§ Given text:

★ ★ ★ ★

Every actor has worked on bad movies at some point in their career. For a long time, though, Robert De Niro’s bad films always felt like exceptions to the rule. The actor earned his place as one of Hollywood’s most acclaimed performers in the 1970s and ’80s for his turns in classics like Mean Streets, Taxi Driver, The Godfather Part II, Raging Bull, and The Deer Hunter. His desire to work with world class filmmakers like Martin Scorsese, Francis Ford Coppola, Terry Gilliam, Brian De Palma, and Sergio Leone, in turn, established him as an actor with uniquely great taste.
However, while no one could credibly question De Niro’s talent, the actor’s reputation has been seriously tarnished in recent years—and for good reason. Since the early 2000s, De Niro has adopted a yes-to-everything approach to picking projects, leaving the back half of filmography overflowing with duds. Indeed, for every The Irishman or Silver Linings Playbook, there have been multiple clunkers like The Comedian and Freelancers.
Now, in the same month that his latest collaboration with Scorsese, Killers Of The Flower Moon, premiered to rave reviews at Cannes, De Niro is appearing in the comedy About My Father. In the latter, the two-time Oscar winner stars as the stereotypical Italian father of the film’s lead (played by stand-up comedian Sebastian Maniscalco). Unfortunately, reviews indicate that About My Father is just the latest lackluster addition to De Niro’s filmography, which suggests that the 79-year-old either hasn’t learned any lessons from his many recent missteps or he knows full well the quality of his late career output but simply doesn’t care. Whatever the reason, it begs the question; how many times can De Niro cash a paycheck before he’s known more for his failures than his successes?

★ ★ ★ ★

§ Recorded information:
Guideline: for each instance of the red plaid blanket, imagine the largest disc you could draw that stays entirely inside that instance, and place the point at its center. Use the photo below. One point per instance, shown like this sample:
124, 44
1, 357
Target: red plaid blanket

★ ★ ★ ★

§ Objective 1: In the article on Robert De Niro's career, since roughly when has he taken a yes-to-everything approach to choosing projects?
§ Objective 2: Translate this sentence from the article on Robert De Niro's career into Spanish: "Every actor has worked on bad movies at some point in their career."
§ Objective 3: Carry on the article on Robert De Niro's career, picking up after its final sentence.

§ Task response 1: Since the early 2000s.

§ Task response 2: Todos los actores han trabajado en películas malas en algún momento de su carrera.

§ Task response 3:
From Oscar winner to journeyman
De Niro has never had a totally spotless track record. For the first 30 years of his career, though, the number of great and good movies he made vastly outnumbered the bad or mediocre projects he worked on. That all began to change around the turn of the 21st century. His first film of the 2000s was The Adventures Of Rocky And Bullwinkle, which was initially viewed as an uncharacteristically bad entry in De Niro’s filmography. Twenty three years later, it doesn’t seem like nearly as much of an outlier.
Over the past two decades, De Niro has made more downright bad movies than he did throughout the 1970s, ’80s, and ’90s. He’s starred in everything from atrocious comedies like The War With Grandpa and Little Fockers to forgettable, low-rent genre flicks like Heist, Killing Season, Righteous Kill, and Hide And Seek. What’s worse is that De Niro, who used to be known for the extreme lengths he’d go in order to play certain roles (see: the time he had his teeth filed down for Cape Fear), has seemingly become afflicted with the same problem that hampered late-career Brando; acting came so easy to them that it often felt to audiences like they were phoning it in.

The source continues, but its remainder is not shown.